Source data

BEGIN

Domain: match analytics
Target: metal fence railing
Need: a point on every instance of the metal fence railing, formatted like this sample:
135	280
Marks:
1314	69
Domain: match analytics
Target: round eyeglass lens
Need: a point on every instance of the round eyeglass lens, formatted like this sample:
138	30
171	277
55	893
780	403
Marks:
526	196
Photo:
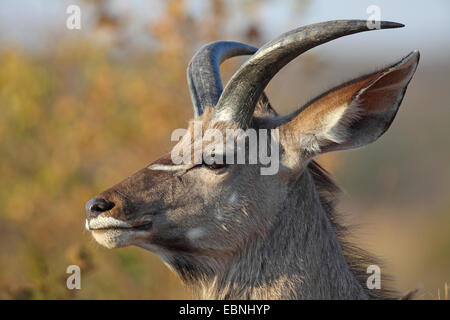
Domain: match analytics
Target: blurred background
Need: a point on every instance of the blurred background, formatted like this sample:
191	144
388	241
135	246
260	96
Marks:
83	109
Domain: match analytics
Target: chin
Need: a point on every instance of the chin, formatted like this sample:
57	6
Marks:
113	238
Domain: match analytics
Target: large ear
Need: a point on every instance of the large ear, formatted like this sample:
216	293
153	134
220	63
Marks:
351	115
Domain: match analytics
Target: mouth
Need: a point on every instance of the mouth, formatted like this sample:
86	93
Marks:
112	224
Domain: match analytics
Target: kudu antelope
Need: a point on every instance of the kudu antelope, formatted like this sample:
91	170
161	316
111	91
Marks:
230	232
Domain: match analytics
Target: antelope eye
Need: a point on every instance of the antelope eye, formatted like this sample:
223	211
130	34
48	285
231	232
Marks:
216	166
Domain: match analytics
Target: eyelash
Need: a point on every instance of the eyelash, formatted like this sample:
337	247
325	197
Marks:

END
BEGIN

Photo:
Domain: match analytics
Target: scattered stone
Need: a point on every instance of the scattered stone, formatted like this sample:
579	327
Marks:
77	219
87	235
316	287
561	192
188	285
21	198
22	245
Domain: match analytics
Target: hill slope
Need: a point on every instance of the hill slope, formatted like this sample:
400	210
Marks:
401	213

END

Your instructions:
Please give the number of lines above that include the string "mouth", with nothing added.

Solution:
2